• [Available records]:

————

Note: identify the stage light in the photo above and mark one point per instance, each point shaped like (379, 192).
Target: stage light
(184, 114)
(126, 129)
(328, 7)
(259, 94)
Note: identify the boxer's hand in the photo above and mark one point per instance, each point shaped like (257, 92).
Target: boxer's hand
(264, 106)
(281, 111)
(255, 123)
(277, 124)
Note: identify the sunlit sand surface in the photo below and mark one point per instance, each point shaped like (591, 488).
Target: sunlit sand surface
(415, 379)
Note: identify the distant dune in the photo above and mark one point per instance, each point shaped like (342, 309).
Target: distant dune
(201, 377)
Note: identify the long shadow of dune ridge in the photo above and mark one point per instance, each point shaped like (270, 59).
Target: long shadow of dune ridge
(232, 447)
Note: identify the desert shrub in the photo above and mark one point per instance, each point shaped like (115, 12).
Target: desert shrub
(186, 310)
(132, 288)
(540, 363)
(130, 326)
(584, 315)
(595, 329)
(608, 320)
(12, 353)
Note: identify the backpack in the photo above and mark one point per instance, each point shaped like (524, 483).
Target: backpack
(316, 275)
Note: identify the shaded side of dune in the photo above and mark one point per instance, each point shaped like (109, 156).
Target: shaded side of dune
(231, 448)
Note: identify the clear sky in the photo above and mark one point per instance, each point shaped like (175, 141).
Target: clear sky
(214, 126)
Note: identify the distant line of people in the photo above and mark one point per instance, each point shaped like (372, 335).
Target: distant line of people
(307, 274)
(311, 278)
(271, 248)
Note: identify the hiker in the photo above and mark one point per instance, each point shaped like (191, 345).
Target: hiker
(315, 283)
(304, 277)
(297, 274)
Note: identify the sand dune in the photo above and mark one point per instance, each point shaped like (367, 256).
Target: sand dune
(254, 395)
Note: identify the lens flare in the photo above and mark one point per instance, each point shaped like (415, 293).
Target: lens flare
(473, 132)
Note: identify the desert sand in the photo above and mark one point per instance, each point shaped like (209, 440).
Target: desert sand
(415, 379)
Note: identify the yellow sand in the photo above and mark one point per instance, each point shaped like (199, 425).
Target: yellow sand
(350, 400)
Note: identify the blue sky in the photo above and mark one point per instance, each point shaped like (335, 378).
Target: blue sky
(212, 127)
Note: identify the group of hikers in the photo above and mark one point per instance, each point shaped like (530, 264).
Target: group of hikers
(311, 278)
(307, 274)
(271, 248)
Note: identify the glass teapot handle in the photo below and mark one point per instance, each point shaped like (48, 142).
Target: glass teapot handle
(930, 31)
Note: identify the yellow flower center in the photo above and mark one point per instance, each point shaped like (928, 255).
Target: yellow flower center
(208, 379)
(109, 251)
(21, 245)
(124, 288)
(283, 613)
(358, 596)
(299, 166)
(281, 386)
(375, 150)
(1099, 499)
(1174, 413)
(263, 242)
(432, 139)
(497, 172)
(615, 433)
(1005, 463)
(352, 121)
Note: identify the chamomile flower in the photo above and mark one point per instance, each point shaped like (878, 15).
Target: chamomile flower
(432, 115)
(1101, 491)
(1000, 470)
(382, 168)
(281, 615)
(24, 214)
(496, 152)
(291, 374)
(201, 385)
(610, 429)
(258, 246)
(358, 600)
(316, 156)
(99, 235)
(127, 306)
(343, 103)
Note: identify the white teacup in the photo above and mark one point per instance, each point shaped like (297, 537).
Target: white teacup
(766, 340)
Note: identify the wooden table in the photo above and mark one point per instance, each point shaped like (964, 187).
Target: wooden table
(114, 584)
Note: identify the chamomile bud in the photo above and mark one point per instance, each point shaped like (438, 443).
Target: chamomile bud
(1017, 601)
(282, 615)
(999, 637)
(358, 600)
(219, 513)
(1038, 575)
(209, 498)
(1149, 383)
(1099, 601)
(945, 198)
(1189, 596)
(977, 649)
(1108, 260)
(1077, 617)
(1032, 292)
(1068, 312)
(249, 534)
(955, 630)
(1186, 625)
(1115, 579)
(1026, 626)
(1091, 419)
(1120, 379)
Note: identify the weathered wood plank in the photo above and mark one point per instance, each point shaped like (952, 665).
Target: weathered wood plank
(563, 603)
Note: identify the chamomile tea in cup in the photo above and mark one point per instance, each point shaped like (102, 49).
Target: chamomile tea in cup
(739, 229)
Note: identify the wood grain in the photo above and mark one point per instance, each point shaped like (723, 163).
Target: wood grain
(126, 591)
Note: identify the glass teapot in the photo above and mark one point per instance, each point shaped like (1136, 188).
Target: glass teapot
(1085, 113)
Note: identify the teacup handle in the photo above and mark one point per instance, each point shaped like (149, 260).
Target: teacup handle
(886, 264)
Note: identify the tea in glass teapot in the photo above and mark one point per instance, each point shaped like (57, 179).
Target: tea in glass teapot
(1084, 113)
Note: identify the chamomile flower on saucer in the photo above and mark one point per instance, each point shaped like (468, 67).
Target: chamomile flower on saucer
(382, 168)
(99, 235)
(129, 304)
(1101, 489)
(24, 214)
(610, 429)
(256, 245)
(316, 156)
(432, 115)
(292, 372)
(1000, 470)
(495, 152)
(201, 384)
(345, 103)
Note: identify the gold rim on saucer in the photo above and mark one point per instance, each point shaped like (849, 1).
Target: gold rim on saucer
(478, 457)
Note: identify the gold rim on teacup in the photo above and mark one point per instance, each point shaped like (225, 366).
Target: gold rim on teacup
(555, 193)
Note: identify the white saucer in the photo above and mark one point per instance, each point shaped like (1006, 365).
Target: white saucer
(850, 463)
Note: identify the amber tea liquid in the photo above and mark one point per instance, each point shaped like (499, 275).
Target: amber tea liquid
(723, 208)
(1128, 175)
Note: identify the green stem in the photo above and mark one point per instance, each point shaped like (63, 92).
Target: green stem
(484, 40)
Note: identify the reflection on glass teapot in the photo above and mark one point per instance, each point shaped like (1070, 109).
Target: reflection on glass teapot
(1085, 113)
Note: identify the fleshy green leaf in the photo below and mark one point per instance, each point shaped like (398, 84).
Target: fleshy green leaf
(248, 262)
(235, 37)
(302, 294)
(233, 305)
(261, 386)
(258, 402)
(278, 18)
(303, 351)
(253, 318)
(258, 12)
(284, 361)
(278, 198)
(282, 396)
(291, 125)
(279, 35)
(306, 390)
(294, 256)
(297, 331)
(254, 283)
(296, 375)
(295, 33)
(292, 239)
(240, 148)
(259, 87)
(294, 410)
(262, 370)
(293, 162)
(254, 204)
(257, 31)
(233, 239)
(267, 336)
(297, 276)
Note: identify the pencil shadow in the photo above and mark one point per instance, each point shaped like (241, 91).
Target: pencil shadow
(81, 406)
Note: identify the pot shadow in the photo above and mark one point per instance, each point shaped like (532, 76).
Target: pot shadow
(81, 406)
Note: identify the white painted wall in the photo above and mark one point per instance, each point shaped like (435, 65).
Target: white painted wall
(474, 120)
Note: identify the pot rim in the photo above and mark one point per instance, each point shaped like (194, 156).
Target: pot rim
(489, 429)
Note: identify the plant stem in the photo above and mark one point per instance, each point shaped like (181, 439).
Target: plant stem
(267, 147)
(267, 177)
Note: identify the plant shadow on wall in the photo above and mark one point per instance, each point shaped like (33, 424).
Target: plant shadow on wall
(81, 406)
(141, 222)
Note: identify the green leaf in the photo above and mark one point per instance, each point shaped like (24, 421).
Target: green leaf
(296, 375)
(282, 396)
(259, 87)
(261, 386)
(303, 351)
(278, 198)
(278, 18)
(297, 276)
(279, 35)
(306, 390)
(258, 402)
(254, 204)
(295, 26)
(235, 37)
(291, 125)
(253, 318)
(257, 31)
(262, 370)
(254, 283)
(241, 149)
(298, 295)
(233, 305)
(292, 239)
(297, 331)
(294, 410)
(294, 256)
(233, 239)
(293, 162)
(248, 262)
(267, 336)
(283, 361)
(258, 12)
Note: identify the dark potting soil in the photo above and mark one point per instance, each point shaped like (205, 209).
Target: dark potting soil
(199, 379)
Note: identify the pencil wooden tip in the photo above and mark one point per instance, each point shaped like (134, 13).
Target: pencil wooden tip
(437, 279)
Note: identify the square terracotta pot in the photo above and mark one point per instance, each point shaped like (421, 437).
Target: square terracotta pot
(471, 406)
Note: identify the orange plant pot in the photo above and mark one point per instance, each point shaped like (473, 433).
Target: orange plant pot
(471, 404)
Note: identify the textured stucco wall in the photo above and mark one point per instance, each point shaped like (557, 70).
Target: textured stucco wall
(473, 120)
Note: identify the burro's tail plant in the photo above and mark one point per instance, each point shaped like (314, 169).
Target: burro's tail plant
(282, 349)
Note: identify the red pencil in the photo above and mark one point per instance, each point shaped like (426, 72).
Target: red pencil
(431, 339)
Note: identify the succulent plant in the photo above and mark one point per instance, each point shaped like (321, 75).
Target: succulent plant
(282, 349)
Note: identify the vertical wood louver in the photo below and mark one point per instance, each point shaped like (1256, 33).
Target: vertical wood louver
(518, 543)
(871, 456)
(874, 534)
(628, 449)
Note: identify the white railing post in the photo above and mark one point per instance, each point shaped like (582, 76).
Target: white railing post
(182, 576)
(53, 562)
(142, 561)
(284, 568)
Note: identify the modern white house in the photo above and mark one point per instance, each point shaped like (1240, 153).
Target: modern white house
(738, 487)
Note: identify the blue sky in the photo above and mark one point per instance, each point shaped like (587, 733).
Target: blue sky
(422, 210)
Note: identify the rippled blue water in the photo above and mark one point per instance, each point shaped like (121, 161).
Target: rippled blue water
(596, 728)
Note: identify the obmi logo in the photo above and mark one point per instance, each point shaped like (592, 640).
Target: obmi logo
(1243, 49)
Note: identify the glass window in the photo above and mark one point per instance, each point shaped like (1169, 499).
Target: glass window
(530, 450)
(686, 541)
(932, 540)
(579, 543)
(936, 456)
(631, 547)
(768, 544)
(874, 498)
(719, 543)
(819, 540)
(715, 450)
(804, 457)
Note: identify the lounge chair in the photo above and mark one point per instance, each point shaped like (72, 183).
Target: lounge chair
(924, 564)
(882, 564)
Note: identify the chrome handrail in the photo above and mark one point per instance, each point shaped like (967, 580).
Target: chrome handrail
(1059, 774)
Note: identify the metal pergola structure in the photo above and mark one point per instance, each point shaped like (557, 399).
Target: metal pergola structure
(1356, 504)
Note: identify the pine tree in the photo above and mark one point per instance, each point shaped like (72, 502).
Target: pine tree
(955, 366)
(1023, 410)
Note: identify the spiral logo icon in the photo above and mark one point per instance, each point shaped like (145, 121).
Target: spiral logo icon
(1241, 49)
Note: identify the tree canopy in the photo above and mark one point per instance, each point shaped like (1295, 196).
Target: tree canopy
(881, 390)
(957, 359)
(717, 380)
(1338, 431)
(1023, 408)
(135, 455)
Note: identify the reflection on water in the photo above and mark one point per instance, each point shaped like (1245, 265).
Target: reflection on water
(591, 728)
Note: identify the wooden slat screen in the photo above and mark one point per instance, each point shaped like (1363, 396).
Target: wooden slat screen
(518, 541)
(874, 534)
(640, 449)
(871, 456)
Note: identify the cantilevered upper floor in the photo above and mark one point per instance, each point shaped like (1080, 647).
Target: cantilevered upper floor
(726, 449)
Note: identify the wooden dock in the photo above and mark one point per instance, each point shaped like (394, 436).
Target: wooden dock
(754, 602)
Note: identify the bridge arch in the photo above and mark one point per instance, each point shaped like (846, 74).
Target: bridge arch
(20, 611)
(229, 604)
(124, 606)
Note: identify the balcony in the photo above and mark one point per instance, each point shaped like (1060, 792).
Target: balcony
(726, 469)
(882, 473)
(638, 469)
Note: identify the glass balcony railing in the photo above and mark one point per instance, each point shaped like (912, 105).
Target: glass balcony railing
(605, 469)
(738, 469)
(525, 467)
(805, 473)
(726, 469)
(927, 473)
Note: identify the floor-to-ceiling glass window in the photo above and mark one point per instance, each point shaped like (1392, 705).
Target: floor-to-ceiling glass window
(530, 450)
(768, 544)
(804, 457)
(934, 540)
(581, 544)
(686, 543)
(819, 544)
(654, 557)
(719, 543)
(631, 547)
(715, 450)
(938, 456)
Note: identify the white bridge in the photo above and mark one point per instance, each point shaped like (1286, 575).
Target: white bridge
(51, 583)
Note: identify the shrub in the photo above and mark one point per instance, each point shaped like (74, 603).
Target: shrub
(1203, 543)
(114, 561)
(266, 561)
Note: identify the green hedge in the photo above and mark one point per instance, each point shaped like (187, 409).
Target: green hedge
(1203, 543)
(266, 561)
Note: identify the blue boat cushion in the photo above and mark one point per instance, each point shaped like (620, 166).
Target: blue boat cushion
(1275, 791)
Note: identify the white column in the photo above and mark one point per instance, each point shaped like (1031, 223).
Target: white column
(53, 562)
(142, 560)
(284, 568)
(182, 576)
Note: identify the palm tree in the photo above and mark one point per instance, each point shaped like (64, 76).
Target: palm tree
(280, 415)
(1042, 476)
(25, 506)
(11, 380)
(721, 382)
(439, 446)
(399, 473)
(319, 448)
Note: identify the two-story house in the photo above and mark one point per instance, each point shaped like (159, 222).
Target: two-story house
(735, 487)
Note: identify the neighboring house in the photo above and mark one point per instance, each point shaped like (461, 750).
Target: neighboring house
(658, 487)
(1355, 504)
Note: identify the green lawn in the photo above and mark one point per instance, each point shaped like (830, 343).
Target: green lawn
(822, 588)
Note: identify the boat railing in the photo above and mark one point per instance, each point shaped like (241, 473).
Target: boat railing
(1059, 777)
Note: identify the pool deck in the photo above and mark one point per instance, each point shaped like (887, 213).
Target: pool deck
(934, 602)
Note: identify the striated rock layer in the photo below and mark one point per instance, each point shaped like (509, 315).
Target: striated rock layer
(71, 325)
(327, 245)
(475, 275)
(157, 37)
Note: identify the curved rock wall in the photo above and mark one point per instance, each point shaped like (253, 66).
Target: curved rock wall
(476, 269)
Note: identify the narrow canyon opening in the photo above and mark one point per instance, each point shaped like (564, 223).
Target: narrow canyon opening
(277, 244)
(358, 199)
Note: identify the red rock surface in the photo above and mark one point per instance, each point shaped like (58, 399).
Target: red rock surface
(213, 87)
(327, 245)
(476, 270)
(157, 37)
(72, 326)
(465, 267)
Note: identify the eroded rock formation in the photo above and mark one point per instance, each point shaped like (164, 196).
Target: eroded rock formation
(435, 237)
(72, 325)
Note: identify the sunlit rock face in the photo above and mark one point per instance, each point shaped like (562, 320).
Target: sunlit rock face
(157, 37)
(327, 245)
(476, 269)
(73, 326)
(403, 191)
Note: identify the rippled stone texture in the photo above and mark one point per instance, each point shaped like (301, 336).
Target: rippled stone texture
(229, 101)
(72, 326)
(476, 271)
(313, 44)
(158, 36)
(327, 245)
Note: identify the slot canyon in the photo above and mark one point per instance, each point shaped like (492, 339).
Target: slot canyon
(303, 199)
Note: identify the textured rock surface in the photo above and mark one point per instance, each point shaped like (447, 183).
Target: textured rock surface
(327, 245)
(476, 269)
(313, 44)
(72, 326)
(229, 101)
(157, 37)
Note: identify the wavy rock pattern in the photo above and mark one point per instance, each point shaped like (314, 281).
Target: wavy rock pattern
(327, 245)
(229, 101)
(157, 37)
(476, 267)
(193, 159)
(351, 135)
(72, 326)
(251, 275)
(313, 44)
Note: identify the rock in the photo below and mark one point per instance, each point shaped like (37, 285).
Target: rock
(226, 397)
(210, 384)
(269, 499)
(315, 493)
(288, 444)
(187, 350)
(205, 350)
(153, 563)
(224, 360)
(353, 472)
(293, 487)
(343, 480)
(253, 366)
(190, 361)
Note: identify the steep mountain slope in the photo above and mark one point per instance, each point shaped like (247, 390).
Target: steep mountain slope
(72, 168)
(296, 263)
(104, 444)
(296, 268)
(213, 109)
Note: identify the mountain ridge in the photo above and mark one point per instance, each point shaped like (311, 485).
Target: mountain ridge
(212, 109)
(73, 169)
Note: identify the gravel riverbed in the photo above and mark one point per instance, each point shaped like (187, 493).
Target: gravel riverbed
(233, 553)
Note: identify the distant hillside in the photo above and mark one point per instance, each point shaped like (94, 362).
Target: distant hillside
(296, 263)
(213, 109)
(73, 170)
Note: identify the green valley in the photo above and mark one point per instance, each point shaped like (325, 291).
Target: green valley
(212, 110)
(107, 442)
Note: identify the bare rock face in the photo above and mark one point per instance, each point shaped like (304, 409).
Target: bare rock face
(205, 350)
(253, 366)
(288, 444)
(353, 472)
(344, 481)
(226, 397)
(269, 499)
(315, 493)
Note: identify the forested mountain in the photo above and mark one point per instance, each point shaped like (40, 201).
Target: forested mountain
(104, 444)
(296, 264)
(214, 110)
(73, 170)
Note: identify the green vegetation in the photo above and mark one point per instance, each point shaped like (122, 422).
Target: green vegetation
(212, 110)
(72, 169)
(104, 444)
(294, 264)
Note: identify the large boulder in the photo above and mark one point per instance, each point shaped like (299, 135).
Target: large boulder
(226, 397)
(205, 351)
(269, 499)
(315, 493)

————

• [Problem details]: Copy exactly the lines above, from the one containing "Note: identify the rock" through the very last line.

• [Answer to this problem]:
Note: identify the rock in the photo below and mark one point per instance, each point shaped like (37, 285).
Target: rock
(226, 397)
(210, 384)
(269, 499)
(315, 493)
(288, 444)
(187, 350)
(205, 350)
(153, 563)
(224, 360)
(353, 472)
(293, 487)
(343, 480)
(253, 366)
(190, 361)
Note: identify the steep mountain slope in the photo above and mark one point per instance, each point shaped like (247, 390).
Target: steep mountain slope
(72, 168)
(296, 263)
(104, 444)
(296, 268)
(213, 109)
Note: identify the mountain ridge in the photo above and mark one point per instance, each point shaped like (311, 485).
Target: mountain ridge
(212, 109)
(73, 169)
Note: identify the gravel riverbed in the photo above and mark one point per instance, each point shaped like (187, 493).
Target: gravel riverbed
(233, 553)
Note: identify the distant hillside in the photo above and mark one point per instance, each point shaped like (94, 362).
Target: distant hillside
(296, 263)
(213, 109)
(73, 170)
Note: identify the green valley in the photo above and mark one point per instance, each point shaped like (325, 291).
Target: green valley
(212, 110)
(107, 442)
Note: identify the bare rock face in the photo above and mark one point per instance, each point shaped like (304, 409).
Target: bare rock face
(205, 350)
(253, 366)
(288, 444)
(353, 472)
(344, 481)
(226, 397)
(269, 499)
(315, 493)
Note: identify the forested mountain in the photo above and mark one point per instance, each point shaped like (40, 201).
Target: forested mountain
(104, 444)
(296, 264)
(214, 110)
(73, 170)
Note: identify the green vegetation in the photo above and mark one point per instance, each point shaped like (122, 422).
Target: green vegetation
(212, 110)
(72, 169)
(104, 444)
(294, 264)
Note: identify the large boulder in the photo above and mark one point per instance, each point shaped like (299, 135).
Target: large boulder
(226, 397)
(205, 351)
(269, 499)
(315, 493)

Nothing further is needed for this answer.